▶ **WORK TO COMPLETE**:
Reproduce verbatim the lines in the listing below, beginning with the line that contains "Reviewer note: every instance of the landscaping" and continuing through the final line of the listing.

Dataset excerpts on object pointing
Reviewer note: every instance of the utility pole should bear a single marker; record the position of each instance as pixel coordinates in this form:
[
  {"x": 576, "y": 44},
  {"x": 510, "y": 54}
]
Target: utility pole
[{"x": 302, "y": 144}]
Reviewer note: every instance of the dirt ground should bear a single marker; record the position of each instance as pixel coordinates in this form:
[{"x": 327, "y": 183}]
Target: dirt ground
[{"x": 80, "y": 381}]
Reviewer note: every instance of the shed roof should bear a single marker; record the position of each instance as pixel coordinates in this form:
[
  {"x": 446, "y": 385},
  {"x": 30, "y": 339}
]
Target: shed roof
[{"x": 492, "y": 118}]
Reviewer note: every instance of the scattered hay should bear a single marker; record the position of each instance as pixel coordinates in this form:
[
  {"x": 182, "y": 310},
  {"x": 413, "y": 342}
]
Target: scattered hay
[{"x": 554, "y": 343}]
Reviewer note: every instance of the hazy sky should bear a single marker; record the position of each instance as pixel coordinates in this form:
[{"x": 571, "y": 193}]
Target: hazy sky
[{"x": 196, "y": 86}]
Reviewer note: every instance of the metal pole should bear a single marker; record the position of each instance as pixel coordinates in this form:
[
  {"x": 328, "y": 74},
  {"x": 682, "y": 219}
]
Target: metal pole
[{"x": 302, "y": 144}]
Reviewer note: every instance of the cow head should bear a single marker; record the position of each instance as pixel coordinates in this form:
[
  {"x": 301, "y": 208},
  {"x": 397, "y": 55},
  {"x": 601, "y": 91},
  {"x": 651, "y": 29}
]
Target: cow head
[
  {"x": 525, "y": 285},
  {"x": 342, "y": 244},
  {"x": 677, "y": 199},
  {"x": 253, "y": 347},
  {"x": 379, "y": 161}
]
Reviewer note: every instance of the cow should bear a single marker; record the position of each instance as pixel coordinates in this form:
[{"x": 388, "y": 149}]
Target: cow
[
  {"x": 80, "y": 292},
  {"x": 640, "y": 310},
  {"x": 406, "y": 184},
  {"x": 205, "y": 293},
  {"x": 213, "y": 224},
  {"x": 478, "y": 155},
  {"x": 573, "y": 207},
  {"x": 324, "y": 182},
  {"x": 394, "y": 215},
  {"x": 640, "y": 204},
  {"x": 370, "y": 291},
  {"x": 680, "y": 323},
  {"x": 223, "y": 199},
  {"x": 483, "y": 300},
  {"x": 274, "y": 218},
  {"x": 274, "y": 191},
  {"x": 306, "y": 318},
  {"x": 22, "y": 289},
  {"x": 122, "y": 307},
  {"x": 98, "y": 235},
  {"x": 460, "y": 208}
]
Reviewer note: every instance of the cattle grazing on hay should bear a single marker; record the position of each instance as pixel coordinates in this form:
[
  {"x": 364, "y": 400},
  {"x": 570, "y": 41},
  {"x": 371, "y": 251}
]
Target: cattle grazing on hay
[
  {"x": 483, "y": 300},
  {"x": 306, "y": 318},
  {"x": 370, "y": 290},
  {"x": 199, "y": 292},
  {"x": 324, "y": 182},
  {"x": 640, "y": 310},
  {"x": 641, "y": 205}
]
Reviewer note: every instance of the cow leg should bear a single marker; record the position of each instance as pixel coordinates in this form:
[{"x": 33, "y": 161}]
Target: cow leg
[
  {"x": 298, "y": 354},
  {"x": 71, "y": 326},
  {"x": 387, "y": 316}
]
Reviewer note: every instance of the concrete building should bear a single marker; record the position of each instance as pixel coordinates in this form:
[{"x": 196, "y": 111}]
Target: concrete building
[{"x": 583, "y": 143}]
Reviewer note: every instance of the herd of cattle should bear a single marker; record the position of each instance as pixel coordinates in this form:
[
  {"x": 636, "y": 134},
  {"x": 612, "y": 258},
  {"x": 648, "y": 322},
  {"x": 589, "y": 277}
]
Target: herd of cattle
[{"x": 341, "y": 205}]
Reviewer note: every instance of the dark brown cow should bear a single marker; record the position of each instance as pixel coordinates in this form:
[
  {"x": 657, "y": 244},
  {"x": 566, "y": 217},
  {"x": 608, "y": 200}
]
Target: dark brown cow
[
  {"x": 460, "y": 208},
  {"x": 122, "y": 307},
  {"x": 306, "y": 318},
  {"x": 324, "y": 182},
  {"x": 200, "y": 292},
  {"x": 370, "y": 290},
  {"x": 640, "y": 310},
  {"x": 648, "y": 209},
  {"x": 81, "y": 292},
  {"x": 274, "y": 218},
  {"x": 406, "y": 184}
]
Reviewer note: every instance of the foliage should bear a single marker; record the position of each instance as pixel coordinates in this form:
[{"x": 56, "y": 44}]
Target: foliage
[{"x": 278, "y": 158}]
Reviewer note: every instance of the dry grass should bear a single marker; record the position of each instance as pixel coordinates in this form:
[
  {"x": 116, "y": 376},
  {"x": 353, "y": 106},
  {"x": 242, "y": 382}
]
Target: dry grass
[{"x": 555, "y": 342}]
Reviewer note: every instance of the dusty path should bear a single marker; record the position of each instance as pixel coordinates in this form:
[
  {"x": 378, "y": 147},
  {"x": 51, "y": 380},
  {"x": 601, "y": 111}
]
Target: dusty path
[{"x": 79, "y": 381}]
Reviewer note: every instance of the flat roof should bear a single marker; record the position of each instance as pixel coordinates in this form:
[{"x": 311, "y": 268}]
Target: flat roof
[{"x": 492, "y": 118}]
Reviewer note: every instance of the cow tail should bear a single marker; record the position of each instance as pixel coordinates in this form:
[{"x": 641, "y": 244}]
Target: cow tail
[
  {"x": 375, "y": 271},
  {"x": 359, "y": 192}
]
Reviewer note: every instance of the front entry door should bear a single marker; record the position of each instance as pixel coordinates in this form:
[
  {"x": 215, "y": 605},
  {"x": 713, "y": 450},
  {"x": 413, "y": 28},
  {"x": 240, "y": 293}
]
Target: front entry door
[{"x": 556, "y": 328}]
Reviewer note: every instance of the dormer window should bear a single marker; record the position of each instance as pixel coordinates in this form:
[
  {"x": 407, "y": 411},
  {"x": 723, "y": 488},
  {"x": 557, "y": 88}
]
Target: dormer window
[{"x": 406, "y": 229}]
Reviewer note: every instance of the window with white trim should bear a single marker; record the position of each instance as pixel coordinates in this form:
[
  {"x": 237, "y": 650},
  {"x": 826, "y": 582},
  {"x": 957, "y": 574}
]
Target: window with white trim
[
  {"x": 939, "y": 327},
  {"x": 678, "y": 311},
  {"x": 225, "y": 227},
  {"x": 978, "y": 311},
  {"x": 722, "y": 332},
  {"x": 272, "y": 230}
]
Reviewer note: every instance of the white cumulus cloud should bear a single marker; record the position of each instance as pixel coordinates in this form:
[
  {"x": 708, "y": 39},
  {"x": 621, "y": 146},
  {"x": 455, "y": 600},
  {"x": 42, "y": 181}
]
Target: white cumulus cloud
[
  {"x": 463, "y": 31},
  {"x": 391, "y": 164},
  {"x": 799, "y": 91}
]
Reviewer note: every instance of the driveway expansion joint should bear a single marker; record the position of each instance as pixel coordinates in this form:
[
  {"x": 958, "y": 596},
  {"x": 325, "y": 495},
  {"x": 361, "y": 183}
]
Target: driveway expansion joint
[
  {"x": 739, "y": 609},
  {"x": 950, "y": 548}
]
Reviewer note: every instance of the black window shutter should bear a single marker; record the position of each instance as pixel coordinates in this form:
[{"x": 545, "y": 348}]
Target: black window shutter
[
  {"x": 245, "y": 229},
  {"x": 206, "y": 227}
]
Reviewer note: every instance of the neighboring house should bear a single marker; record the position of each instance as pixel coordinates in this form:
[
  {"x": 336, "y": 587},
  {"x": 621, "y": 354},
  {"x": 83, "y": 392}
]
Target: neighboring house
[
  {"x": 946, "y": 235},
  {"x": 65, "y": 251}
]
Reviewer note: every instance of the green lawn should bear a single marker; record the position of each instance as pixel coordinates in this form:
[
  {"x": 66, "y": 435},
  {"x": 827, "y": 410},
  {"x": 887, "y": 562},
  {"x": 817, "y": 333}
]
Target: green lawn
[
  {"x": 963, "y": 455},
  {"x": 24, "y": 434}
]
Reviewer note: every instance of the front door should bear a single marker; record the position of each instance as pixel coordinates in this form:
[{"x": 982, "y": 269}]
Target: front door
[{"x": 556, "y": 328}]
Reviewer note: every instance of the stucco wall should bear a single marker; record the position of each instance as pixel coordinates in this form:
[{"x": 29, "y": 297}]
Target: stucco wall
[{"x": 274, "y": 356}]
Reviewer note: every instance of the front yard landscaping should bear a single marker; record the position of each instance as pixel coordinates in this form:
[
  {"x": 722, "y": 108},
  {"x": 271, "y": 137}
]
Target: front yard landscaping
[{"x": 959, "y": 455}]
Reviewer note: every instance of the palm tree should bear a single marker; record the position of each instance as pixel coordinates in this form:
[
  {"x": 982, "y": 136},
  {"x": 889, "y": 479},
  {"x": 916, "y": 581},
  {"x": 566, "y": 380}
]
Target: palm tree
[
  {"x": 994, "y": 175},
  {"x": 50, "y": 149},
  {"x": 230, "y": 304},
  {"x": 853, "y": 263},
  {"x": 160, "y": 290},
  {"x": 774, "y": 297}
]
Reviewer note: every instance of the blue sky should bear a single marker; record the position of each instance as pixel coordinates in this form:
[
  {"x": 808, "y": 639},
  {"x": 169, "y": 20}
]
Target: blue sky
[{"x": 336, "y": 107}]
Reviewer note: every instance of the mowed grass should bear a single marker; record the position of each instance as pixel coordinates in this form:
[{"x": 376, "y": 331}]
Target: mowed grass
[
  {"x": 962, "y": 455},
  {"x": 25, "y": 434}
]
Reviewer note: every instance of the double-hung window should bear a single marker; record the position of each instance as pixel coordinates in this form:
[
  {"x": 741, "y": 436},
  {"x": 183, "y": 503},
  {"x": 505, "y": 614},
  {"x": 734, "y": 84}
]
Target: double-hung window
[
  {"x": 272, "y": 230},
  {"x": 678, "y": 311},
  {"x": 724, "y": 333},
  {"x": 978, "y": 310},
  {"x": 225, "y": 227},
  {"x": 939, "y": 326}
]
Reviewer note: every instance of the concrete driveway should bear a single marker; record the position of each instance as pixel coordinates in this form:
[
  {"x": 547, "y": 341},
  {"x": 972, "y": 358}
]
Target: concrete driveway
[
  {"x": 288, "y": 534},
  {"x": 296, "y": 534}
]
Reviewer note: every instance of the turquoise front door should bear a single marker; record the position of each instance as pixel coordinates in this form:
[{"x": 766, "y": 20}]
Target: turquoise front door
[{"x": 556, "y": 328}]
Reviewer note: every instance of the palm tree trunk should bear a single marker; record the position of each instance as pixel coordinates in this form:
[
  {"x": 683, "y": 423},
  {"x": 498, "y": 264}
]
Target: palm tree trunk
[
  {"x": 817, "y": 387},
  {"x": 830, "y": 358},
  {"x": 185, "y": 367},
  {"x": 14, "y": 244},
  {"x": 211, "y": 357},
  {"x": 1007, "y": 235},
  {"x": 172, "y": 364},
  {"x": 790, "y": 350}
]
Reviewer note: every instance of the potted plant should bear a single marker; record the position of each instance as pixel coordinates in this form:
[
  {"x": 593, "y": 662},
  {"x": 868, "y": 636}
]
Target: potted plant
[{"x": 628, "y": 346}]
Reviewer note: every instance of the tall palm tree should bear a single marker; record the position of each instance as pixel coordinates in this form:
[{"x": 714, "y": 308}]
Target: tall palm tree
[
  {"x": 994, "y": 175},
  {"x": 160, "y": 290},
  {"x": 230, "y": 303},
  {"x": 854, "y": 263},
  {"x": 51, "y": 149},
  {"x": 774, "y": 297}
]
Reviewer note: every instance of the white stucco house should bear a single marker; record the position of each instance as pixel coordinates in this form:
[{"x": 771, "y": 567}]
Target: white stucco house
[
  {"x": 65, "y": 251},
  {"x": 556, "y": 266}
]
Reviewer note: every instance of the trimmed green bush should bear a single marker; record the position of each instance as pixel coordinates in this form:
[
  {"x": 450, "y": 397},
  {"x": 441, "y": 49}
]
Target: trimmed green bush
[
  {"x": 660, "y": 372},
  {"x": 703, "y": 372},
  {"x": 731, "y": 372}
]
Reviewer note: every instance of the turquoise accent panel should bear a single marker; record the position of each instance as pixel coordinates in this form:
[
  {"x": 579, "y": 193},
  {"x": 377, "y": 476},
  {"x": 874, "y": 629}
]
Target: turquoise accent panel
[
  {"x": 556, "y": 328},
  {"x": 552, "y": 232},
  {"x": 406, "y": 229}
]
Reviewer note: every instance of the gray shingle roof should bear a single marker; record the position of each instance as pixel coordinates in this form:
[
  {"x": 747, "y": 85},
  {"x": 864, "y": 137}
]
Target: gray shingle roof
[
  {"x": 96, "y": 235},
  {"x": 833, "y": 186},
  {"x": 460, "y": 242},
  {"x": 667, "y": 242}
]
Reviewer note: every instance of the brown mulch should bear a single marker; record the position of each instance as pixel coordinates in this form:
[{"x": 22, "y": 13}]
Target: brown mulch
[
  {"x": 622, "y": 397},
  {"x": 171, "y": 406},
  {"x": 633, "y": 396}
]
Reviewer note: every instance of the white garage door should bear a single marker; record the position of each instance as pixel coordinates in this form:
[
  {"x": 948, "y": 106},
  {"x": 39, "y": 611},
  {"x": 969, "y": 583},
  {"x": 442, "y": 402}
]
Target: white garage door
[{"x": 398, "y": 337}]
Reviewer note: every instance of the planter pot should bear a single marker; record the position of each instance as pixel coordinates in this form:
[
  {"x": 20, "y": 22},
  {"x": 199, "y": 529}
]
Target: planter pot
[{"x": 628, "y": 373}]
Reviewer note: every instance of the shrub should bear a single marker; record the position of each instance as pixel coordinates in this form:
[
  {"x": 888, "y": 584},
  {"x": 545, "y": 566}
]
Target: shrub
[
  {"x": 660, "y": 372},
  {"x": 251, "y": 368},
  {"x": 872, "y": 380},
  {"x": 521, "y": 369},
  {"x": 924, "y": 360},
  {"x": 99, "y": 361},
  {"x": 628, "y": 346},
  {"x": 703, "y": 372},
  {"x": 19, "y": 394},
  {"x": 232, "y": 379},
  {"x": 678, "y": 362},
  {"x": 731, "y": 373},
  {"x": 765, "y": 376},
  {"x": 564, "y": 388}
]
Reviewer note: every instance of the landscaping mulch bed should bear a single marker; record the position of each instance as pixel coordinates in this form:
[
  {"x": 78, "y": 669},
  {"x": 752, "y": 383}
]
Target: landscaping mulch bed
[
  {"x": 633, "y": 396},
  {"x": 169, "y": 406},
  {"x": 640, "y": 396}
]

▶ **TASK SOLUTION**:
Reviewer note: every instance of the landscaping mulch bed should bear a single marker; record the position of each instance as pixel coordinates in this form:
[
  {"x": 78, "y": 669},
  {"x": 752, "y": 383}
]
Target: landscaping mulch bed
[
  {"x": 633, "y": 396},
  {"x": 169, "y": 406},
  {"x": 640, "y": 396}
]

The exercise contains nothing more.